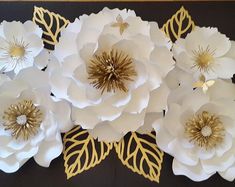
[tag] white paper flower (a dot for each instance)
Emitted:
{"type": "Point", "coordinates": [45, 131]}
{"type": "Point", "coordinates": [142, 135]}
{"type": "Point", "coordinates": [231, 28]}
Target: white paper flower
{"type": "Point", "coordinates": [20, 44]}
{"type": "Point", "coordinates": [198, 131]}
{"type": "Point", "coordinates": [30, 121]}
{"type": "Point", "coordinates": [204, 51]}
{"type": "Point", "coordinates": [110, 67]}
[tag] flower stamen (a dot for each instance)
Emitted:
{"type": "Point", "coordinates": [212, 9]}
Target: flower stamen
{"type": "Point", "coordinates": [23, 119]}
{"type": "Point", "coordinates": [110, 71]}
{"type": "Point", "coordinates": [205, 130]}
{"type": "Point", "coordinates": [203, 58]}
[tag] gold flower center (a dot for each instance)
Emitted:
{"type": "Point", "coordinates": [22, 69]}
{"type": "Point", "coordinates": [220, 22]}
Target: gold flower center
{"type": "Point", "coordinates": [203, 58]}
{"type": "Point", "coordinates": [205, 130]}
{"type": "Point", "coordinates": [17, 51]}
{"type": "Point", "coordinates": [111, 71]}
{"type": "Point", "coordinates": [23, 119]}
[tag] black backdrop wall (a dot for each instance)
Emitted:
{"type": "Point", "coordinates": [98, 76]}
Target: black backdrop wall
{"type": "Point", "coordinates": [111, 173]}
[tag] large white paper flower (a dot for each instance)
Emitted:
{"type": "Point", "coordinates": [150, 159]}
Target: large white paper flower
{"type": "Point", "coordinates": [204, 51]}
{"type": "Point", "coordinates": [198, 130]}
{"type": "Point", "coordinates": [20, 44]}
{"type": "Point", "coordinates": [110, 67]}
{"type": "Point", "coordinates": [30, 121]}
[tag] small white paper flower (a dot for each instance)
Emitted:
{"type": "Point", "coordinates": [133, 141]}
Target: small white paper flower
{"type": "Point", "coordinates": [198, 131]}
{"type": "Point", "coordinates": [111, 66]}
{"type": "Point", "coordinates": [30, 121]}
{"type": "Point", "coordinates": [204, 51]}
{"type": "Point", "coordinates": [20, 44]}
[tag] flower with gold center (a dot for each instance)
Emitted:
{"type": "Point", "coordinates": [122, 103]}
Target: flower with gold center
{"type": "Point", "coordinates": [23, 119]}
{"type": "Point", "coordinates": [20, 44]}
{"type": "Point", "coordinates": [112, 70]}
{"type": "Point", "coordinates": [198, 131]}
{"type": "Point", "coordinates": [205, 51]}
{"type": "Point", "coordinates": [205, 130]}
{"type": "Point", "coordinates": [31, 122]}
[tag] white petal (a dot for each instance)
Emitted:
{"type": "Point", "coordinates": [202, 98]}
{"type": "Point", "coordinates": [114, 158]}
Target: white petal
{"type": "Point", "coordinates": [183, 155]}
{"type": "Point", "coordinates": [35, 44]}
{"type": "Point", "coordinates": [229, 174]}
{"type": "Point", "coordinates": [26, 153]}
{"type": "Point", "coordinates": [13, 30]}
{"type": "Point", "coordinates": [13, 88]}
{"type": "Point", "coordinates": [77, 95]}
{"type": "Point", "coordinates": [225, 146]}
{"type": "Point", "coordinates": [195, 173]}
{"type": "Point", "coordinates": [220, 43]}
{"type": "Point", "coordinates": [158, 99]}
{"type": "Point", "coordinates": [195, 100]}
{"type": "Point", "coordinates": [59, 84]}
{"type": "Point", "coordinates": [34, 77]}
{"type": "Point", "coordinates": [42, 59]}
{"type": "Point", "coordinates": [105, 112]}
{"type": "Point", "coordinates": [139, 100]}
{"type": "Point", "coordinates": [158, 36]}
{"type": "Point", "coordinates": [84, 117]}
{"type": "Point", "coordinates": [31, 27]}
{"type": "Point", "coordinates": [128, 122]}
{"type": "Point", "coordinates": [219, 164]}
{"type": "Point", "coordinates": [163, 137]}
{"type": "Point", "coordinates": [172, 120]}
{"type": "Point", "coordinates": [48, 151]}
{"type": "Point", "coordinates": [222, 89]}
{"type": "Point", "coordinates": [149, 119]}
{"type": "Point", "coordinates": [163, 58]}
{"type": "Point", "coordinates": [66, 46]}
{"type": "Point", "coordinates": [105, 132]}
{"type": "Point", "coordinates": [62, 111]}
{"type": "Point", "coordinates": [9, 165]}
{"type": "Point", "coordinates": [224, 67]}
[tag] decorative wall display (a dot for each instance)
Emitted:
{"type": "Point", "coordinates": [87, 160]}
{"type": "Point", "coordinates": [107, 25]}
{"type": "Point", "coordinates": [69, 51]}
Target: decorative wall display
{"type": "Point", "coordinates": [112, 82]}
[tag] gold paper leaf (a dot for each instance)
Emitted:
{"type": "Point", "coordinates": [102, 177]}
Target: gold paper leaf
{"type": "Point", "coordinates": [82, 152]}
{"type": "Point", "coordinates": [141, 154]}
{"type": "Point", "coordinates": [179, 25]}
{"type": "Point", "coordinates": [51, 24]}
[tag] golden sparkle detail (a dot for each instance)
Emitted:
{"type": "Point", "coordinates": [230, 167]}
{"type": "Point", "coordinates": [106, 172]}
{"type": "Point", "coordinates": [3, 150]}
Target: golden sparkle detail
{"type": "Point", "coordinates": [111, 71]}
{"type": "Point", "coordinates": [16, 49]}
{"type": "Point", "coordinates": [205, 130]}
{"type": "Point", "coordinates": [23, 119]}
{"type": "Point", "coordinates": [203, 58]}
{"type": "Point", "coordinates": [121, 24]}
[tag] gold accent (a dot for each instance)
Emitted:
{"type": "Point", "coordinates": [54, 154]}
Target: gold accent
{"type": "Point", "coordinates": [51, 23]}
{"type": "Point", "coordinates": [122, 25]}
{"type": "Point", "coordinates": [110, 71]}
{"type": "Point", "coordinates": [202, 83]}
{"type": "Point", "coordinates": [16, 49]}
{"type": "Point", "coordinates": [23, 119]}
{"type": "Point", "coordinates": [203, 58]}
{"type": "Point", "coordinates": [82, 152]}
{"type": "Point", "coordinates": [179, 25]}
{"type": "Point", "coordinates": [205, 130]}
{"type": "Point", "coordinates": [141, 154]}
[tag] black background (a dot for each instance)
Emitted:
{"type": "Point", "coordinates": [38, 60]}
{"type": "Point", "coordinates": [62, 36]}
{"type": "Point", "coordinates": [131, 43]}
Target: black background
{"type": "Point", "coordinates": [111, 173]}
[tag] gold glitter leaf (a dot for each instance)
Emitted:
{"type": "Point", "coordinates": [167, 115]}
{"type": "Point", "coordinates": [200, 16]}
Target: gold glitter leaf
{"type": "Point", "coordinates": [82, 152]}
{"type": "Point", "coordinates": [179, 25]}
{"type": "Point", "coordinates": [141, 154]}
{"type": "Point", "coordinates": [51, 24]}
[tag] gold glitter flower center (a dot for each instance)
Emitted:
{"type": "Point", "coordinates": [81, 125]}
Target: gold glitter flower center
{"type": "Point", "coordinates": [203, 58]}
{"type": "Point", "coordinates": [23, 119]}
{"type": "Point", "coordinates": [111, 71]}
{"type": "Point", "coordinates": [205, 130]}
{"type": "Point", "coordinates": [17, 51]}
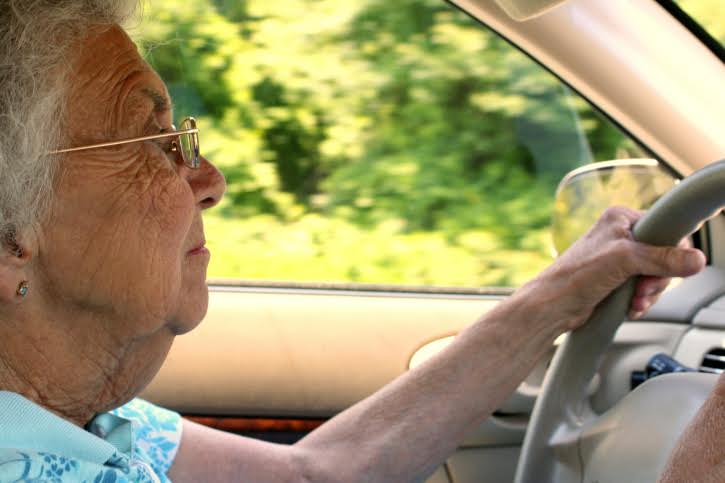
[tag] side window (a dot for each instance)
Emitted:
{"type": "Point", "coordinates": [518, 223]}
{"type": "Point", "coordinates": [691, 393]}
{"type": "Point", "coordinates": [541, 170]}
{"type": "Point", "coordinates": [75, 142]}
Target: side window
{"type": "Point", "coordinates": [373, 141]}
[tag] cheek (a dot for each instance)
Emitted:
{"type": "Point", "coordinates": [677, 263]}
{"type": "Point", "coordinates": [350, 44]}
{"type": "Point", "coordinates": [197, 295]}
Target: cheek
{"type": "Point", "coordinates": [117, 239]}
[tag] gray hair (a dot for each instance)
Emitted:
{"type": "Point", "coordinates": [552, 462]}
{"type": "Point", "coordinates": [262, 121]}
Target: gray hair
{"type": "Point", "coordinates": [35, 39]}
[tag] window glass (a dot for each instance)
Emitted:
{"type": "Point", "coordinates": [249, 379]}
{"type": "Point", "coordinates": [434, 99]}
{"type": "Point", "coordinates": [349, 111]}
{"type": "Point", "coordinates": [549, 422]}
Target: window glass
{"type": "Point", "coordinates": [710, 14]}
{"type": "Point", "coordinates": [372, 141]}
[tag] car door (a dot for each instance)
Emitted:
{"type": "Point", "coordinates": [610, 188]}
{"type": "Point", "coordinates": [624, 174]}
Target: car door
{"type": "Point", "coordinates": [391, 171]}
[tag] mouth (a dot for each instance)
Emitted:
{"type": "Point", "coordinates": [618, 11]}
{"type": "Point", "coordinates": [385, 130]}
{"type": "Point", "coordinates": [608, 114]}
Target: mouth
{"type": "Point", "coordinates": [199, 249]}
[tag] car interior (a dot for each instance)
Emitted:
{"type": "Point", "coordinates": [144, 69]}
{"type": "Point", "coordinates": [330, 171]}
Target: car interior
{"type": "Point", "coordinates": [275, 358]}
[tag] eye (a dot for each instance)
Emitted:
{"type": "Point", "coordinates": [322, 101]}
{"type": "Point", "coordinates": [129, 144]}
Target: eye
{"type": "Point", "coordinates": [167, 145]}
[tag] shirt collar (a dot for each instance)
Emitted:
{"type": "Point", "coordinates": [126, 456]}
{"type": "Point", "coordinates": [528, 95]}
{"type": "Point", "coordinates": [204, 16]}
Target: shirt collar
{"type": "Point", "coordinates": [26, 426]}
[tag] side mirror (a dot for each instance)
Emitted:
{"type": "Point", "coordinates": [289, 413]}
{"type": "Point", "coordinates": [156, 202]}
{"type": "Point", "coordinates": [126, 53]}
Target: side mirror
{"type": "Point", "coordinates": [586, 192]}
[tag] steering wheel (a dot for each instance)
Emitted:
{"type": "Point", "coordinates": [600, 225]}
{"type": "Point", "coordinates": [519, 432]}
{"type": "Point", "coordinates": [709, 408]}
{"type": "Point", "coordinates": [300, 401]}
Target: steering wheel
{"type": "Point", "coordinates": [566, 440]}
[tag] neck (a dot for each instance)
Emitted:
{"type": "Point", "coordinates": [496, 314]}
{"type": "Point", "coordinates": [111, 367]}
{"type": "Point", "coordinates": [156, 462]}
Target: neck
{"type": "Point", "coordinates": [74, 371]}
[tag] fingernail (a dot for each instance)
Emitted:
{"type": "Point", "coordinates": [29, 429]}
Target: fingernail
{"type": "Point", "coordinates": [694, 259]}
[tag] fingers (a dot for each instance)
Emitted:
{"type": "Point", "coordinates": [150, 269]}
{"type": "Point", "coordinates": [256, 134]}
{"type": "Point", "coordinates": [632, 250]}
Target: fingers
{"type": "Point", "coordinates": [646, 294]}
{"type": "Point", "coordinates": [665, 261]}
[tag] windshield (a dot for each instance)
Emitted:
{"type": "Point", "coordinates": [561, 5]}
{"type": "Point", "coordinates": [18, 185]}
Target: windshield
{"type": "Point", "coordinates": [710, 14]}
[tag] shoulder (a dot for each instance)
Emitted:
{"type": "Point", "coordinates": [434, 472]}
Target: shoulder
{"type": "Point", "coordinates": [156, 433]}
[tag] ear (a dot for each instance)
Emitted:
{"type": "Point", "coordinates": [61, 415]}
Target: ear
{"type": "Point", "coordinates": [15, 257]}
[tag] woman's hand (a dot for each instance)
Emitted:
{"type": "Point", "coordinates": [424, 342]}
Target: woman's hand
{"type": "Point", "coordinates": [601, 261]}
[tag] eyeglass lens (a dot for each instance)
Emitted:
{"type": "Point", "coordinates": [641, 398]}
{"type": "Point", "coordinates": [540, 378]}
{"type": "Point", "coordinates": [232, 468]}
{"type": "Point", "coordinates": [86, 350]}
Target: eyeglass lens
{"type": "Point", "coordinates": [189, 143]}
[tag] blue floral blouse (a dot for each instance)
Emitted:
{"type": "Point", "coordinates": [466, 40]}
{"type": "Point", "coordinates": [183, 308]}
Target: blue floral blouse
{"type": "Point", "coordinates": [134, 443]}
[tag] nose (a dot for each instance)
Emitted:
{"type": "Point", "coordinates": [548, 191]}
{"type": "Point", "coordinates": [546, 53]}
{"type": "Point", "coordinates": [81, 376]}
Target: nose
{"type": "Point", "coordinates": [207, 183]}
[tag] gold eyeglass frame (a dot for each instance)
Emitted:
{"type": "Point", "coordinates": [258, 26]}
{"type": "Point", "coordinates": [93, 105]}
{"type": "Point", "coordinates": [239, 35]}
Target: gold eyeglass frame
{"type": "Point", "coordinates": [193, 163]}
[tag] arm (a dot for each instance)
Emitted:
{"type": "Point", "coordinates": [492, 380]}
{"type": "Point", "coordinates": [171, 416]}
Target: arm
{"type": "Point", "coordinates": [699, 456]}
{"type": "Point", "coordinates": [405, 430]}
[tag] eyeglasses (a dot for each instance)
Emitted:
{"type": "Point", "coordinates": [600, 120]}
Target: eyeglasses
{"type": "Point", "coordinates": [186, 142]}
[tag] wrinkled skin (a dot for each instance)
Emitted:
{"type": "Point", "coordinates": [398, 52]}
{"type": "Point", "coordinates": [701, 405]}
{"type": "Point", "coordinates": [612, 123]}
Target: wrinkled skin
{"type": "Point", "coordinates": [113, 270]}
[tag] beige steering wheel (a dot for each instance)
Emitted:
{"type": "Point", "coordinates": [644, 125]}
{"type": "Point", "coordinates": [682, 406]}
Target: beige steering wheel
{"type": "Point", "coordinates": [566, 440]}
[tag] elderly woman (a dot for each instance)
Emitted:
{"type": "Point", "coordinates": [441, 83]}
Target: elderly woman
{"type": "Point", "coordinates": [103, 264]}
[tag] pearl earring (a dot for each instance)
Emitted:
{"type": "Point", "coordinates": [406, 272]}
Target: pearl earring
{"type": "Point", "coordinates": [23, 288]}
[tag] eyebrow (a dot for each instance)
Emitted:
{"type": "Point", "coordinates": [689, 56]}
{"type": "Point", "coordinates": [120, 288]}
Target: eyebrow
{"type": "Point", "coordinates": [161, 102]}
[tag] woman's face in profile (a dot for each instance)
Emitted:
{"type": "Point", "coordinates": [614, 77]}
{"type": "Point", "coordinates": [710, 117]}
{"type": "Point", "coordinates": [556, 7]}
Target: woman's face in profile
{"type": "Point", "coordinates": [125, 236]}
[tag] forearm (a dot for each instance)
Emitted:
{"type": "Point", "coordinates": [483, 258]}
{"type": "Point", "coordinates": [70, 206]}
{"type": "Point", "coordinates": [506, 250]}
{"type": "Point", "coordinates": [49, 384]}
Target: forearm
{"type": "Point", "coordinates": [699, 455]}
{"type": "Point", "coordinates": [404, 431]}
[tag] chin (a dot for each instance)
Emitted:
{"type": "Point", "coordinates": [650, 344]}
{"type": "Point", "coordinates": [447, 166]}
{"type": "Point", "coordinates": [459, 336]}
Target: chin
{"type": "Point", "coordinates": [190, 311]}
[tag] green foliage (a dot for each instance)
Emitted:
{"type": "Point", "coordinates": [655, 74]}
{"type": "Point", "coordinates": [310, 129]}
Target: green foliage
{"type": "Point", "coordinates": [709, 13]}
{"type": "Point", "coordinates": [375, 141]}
══════════
● Direction:
Transcribe the records above exactly, but only from the line that contains "[tag] chin (a dot for each instance)" through their final line, inclusive.

● Response:
[tag] chin (a dot for each instance)
Emitted:
{"type": "Point", "coordinates": [650, 344]}
{"type": "Point", "coordinates": [447, 166]}
{"type": "Point", "coordinates": [459, 336]}
Target: chin
{"type": "Point", "coordinates": [190, 311]}
[tag] green foliage (a dot for each instance)
Emitted:
{"type": "Point", "coordinates": [655, 74]}
{"type": "Point", "coordinates": [310, 129]}
Target: green foliage
{"type": "Point", "coordinates": [709, 13]}
{"type": "Point", "coordinates": [375, 141]}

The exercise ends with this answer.